Goal of the exercise =
Reproduce every item below word for word, omitting the picture.

Rows =
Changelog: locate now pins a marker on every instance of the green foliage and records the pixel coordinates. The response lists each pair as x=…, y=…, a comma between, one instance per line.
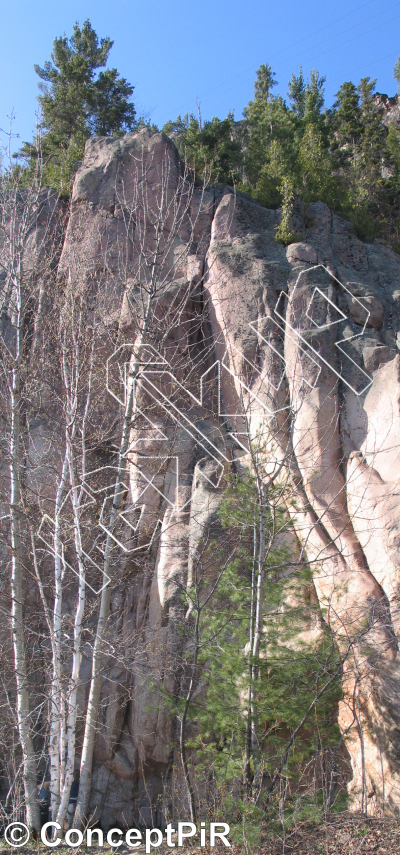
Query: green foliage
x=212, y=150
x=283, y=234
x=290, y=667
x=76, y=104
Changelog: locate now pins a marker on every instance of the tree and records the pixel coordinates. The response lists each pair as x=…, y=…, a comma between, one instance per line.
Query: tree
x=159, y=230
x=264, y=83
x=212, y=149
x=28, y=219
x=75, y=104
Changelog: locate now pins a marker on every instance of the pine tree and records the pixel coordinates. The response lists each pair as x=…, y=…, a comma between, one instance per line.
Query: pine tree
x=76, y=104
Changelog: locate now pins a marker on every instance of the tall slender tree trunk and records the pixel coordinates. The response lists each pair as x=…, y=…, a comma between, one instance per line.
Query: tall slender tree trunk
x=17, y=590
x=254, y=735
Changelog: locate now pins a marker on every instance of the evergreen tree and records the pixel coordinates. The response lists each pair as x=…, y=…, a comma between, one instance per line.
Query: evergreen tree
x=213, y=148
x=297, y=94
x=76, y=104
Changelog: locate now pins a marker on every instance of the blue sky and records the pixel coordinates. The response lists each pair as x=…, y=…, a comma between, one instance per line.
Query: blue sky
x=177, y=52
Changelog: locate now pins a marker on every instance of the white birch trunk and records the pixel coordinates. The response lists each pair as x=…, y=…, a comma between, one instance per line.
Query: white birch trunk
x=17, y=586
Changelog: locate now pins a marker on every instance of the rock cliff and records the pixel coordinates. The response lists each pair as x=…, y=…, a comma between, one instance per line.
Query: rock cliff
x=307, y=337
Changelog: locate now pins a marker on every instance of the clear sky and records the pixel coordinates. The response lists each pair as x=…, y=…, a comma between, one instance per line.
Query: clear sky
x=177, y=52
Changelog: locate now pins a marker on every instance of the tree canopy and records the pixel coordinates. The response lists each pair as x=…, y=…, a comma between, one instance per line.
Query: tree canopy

Full answer =
Changelog: locate now pins a marker on every instance of the green foliage and records the pixel coordinates. The response lists each pair as x=…, y=…, a comma between, one instance per line.
Query: green foliage
x=212, y=150
x=283, y=234
x=290, y=667
x=76, y=104
Changelog: locate now pins a marker on every instance of the tree and records the pixel coordinates. The response lists each pair as x=…, y=…, a comma between, one instance per line.
Query: tree
x=159, y=230
x=264, y=83
x=212, y=149
x=28, y=219
x=75, y=104
Changelog: locate now pins a marker on every instance of the pine tree and records the pixel coordinates. The response lists each pair as x=…, y=…, a comma between, one instance per line.
Query: pine tree
x=76, y=104
Changelog: locate now pins a marker on every instance of the tall slender tree trunk and records the pixel coordinates. The response lists each pair as x=…, y=…, a comma between, one instance per line.
Query: tall slender tree trunk
x=17, y=590
x=254, y=735
Changelog: locate now pins a marker on every instance of the evergreen tree and records the pixel coordinates. The response lists each pair as x=…, y=…, a comma between, one instance per line.
Query: evergreen tree
x=213, y=148
x=297, y=94
x=76, y=104
Changelog: locate now pins a marker on every instance of the blue sky and records the pixel coordinates. The response lists each pair as x=…, y=…, a comma between, one instance per line.
Query: blue sky
x=177, y=52
Changelog: locate now pins a marker on every instance of the white birch trunk and records the pixel coordinates. The response lists each pair as x=…, y=…, a comma between, one instance per line.
Query: white birch trunk
x=17, y=586
Changelog: locate now pins a marker on every instance of the rock cliff and records the pixel coordinates. The response lists each pair as x=…, y=…, a comma between, one instance per line.
Query: rock cliff
x=307, y=337
Changelog: locate now pins a marker on every instance of the clear sky and records the pixel coordinates. The response lists each pair as x=…, y=…, a comma between, one instance per line.
Query: clear sky
x=177, y=52
Changelog: locate now pins a marker on every instance of the tree canopy and records the pixel coordinates. The response lists each pair as x=…, y=…, a comma between, one instance per line.
Query: tree canopy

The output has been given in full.